» **Given problem**
Please convert the lines below into a two-column CSV with the columns text and answer, one row for every line: put its wording in the text field and its answer in the answer field, each as a single quoted field with line breaks replaced by spaces. Omit the pictures.

+++ Provided records

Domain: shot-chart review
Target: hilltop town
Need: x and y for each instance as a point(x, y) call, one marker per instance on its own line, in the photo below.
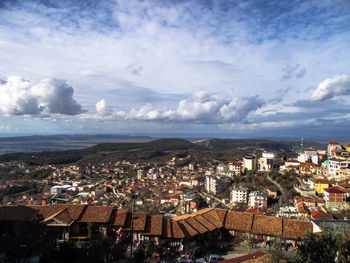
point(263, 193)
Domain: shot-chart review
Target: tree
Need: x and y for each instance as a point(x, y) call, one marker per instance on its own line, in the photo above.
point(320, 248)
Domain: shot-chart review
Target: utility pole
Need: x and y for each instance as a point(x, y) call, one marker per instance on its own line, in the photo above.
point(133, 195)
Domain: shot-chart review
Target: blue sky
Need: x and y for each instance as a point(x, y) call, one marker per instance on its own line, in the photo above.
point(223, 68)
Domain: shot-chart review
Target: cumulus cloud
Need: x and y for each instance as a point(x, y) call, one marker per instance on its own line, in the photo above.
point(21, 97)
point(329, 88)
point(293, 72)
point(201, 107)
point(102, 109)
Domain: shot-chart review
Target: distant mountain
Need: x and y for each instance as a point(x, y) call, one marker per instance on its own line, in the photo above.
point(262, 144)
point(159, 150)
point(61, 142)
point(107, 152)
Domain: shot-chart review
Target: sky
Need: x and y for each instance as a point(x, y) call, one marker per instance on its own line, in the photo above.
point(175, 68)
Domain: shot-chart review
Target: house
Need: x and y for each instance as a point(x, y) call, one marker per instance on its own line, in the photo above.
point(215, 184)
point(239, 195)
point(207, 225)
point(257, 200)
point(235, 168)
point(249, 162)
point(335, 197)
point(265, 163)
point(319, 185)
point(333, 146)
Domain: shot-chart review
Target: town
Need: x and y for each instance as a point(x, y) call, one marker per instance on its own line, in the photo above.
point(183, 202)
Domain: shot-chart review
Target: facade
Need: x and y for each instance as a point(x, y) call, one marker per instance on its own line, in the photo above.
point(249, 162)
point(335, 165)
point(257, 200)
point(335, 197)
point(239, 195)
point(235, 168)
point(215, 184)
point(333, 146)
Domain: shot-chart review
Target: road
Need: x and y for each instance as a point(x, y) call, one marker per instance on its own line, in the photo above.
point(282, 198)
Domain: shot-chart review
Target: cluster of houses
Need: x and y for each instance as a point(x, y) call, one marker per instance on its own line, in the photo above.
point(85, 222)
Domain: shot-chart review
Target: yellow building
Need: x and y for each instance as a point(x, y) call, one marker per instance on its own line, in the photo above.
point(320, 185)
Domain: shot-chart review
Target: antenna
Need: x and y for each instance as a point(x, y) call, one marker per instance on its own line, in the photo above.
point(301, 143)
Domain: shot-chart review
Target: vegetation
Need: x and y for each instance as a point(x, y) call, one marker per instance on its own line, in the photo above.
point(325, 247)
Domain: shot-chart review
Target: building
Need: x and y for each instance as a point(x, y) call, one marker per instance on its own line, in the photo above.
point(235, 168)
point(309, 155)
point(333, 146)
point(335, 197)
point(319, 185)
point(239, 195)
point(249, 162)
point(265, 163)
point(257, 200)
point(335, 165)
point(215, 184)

++++++

» **Reply**
text,answer
"Domain: shot-chart review Target: hilltop town Need: x and y for each instance as a point(x, y) call, one marker per instance on its own line, in the photo below.","point(263, 193)"
"Domain: shot-chart review Target: tree Need: x and y for each instance as a point(x, y) call, one marker per instance on its own line, in the photo above.","point(320, 248)"
"Domain: shot-chart review Target: utility pole Need: x and y for each instance as a point(x, y) call, one marker per instance on its own line, in the photo above.","point(133, 195)"
"Domain: shot-chart review Target: blue sky Need: x and y for each instance as a point(x, y) call, one marker per instance on its own line, in the photo above.","point(223, 68)"
"Domain: shot-chart review Target: cumulus cloud Need: x and y for each instance as a point(x, y) call, one marker per instance on its own line, in the photo above.","point(21, 97) point(329, 88) point(293, 72) point(201, 107) point(102, 109)"
"Domain: shot-chart review Target: distant mountain Need: x and y for each instance as a point(x, y) call, one marker per instance on its own line, in the photo above.","point(262, 144) point(159, 150) point(61, 142) point(107, 152)"
"Domain: shot-chart review Target: sky Need: x and y for each instance as a point(x, y) call, one marker per instance on its own line, in the photo above.","point(175, 68)"
"Domain: shot-chart review Target: house Need: x and y for each instance as a point(x, y) call, one marker per instance on its own line, in the photo above.","point(215, 184) point(239, 195) point(207, 225) point(257, 200) point(235, 168) point(249, 162) point(335, 197) point(265, 163) point(319, 185) point(333, 146)"
"Domain: shot-chart review Target: town Need: x and y for each instance as a point(x, y) call, one marker per instance on its own line, in the photo above.","point(183, 202)"
"Domain: shot-chart review Target: facade Need: x and y for each instance as a point(x, y) call, one marker per instance on its own line, in the photo above.","point(249, 162) point(335, 165) point(257, 200) point(335, 197) point(239, 195) point(235, 168) point(215, 184) point(333, 146)"
"Domain: shot-chart review Target: road Need: x and y for each instance as a point(x, y) call, one marker per instance on its own line, in the photo above.","point(282, 198)"
"Domain: shot-chart review Target: cluster of houses Need: x and y for each instance as a point(x, y) call, one marker per instance on its own line, in the photo above.","point(85, 222)"
"Domain: shot-chart review Target: yellow building Need: x and y for each instance as a point(x, y) call, one marker per instance on its own line, in the photo above.","point(320, 185)"
"Domain: shot-chart review Target: antenna Need: x and y for each instance as a point(x, y) call, one marker per instance on its own line, in the photo above.","point(301, 143)"
"Domain: shot-chart review Target: vegetation Need: x and y for each instance as a point(x, y) call, one marker per instance on its own line, in the photo above.","point(325, 247)"
"Domain: shot-chart review Target: building Need: x and y for each instance as a point(x, y) call, one marker per instance on its own line, in the photo above.","point(235, 168) point(309, 155) point(333, 146) point(335, 197) point(319, 185) point(239, 195) point(249, 162) point(265, 163) point(257, 200) point(335, 165) point(215, 184)"